• [Required task]
Gather every line in the records below that contains the word "yellow", and copy each one out. Case counts.

• [Input rows]
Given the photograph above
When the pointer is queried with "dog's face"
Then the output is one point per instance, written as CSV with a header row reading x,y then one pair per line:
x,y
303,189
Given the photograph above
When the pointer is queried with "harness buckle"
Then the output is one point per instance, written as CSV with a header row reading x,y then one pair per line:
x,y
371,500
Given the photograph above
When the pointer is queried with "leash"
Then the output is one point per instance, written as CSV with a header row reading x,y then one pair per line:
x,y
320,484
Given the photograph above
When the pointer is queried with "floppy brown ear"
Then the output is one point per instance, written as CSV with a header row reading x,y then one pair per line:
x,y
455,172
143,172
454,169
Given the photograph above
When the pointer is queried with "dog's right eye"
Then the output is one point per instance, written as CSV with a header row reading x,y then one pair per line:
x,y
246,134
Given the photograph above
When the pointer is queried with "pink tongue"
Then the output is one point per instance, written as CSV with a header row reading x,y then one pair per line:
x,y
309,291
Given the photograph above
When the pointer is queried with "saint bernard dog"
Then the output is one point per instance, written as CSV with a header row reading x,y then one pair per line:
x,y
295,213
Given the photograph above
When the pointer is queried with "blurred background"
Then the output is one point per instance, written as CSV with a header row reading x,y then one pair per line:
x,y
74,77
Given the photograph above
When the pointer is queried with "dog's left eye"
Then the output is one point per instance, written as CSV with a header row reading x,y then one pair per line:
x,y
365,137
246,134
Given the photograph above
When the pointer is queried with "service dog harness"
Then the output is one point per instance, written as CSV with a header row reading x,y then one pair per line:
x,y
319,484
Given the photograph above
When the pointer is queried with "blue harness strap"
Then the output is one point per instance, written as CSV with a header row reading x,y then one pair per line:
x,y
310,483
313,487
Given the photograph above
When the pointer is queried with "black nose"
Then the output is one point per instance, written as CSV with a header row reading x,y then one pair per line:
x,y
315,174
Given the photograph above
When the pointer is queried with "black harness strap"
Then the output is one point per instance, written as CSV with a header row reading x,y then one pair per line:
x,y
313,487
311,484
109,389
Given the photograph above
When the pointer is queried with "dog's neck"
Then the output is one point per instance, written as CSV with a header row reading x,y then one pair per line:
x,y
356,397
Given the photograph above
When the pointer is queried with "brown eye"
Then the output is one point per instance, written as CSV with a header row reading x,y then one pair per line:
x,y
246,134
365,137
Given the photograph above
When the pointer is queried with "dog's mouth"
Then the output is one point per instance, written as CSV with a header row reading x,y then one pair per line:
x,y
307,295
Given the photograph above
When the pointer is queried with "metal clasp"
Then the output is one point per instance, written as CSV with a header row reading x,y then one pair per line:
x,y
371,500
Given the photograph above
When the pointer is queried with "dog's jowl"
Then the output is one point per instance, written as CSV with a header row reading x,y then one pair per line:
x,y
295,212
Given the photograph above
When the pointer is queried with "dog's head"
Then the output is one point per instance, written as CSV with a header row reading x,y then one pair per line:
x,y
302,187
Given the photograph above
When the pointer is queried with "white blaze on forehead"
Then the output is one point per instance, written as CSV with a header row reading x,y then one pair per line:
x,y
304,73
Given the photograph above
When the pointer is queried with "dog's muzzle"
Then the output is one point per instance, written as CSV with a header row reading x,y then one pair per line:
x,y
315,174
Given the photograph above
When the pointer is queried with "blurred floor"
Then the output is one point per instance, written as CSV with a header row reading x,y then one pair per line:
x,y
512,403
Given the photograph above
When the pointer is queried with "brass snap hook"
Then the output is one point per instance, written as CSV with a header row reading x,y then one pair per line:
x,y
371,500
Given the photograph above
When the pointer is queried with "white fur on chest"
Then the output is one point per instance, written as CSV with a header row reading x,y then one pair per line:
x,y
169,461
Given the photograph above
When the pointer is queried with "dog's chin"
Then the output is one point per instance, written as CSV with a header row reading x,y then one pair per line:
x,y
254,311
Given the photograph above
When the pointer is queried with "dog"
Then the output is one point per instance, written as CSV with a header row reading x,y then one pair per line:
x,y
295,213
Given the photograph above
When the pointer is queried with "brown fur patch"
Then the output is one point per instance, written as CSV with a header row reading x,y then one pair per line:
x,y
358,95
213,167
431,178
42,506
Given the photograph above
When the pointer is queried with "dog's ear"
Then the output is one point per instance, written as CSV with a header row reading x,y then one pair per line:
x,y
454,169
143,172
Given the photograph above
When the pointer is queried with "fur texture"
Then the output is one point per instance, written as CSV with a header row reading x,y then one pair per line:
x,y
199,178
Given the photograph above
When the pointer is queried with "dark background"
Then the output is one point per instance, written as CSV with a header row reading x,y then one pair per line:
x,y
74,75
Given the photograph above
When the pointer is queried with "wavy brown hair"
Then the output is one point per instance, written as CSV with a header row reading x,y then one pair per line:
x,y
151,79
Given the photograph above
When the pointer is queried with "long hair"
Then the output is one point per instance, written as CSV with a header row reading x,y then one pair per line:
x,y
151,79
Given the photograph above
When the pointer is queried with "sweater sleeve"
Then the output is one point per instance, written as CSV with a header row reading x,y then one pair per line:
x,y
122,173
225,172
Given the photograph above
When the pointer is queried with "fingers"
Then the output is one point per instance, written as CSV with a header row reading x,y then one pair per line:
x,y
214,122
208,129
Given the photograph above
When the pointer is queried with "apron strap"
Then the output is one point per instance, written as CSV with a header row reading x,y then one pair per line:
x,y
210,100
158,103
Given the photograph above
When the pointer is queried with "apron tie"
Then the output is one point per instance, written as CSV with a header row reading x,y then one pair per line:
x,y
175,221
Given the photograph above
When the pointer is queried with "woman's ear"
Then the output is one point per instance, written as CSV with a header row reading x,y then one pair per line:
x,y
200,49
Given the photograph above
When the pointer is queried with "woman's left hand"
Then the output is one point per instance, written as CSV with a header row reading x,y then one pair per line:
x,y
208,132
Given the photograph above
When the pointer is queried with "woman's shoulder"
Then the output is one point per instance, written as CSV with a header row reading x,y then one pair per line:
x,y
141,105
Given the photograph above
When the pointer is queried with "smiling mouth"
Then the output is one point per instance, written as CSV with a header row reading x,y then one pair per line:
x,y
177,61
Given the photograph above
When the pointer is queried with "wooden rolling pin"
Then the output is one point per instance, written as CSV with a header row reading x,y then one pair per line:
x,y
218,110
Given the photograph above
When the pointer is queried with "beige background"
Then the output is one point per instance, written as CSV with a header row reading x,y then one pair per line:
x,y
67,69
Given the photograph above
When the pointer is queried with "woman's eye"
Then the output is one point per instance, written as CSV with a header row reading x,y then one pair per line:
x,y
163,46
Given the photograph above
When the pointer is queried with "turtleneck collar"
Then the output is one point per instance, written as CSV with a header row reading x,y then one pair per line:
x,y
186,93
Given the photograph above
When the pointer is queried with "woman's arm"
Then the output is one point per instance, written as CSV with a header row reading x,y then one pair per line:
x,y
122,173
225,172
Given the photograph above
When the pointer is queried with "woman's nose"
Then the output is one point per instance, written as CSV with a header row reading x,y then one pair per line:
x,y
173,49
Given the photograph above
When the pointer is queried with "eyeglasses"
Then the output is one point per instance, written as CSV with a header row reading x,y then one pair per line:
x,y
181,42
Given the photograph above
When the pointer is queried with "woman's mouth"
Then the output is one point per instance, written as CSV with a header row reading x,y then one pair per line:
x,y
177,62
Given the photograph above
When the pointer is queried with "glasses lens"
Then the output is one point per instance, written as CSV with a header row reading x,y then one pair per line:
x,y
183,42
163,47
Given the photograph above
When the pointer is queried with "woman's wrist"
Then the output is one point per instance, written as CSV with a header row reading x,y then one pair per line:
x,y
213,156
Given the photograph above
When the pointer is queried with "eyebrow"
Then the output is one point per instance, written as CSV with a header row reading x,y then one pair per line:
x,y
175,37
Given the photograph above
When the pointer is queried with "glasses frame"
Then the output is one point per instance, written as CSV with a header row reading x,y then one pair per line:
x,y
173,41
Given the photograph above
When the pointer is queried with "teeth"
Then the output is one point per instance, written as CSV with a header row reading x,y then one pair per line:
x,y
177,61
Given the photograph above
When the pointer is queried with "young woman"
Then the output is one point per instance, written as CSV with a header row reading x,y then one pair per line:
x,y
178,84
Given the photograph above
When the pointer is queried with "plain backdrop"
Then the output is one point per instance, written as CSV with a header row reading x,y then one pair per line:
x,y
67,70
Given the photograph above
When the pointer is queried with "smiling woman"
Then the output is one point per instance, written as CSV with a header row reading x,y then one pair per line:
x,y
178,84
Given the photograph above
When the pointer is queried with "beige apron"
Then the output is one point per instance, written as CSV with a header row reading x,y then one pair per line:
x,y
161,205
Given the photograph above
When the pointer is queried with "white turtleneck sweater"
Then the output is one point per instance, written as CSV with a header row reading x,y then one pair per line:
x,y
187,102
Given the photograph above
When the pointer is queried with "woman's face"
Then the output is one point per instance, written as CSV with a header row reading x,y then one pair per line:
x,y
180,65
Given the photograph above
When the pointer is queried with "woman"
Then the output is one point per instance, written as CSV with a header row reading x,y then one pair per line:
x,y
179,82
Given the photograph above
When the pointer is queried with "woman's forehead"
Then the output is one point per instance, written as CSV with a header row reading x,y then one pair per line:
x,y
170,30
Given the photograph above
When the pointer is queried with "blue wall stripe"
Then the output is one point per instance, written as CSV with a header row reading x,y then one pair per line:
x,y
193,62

* * *

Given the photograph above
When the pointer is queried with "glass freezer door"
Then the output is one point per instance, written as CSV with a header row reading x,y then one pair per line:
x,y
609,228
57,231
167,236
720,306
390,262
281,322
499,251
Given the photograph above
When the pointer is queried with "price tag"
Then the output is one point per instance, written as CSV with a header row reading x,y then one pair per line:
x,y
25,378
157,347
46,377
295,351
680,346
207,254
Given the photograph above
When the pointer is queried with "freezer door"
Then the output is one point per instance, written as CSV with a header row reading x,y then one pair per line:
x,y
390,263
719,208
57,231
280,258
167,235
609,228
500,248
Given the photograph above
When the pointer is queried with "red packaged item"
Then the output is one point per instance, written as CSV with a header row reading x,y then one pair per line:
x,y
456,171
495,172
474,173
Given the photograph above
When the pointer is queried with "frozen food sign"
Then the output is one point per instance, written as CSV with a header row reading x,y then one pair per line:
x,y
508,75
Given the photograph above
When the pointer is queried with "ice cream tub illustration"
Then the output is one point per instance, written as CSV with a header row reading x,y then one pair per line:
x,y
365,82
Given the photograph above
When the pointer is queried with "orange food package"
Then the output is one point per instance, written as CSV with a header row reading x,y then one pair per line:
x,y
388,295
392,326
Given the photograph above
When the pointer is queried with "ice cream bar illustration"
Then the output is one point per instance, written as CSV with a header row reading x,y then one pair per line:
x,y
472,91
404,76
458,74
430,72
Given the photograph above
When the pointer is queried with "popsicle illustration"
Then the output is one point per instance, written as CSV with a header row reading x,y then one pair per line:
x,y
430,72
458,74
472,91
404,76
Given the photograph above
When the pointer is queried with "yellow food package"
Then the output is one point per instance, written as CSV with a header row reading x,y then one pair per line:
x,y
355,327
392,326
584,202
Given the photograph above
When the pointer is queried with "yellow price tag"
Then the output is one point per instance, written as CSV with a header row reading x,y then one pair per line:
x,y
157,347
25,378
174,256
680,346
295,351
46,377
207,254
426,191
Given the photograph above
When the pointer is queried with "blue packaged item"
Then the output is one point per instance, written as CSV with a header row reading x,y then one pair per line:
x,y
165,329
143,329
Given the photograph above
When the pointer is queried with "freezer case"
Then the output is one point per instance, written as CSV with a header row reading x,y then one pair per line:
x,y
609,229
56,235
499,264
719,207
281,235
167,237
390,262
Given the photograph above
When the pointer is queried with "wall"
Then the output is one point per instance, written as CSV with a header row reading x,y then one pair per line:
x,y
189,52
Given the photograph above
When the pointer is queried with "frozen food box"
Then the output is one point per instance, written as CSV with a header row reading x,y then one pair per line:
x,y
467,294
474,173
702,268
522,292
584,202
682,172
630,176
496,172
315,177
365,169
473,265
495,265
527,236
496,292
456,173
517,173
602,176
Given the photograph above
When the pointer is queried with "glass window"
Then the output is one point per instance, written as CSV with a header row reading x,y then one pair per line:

...

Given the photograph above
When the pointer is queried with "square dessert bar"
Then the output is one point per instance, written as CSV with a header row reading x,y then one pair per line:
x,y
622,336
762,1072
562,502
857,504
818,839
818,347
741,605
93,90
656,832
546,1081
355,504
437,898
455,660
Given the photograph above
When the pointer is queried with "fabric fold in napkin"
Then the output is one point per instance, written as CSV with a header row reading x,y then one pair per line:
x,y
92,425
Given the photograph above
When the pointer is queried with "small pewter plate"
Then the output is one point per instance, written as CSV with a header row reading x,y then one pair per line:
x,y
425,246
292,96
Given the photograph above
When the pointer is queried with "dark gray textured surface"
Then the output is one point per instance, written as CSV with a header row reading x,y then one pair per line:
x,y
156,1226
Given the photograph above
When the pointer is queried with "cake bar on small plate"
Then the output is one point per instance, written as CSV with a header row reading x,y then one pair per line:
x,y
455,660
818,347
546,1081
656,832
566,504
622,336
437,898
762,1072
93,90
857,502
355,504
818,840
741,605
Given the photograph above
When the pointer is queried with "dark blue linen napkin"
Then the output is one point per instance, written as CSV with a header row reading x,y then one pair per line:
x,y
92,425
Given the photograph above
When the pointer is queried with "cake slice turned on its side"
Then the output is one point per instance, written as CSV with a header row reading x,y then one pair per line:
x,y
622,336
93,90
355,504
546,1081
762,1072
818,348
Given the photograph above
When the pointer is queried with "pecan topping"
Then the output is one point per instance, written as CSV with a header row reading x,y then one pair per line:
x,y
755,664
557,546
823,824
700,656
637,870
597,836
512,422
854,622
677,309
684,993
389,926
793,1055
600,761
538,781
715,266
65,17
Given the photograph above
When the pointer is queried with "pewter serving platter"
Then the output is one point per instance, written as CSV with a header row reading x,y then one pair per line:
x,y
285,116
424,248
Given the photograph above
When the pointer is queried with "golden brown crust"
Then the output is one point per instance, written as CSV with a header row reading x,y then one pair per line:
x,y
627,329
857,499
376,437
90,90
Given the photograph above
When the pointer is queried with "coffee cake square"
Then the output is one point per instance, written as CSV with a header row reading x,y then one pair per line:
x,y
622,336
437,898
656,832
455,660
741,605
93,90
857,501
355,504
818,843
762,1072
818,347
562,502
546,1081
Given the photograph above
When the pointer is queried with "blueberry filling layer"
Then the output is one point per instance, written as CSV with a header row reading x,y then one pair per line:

• [Exercise output]
When the pointer is queried with "yellow food package"
When the pointer is queried with "yellow price tag"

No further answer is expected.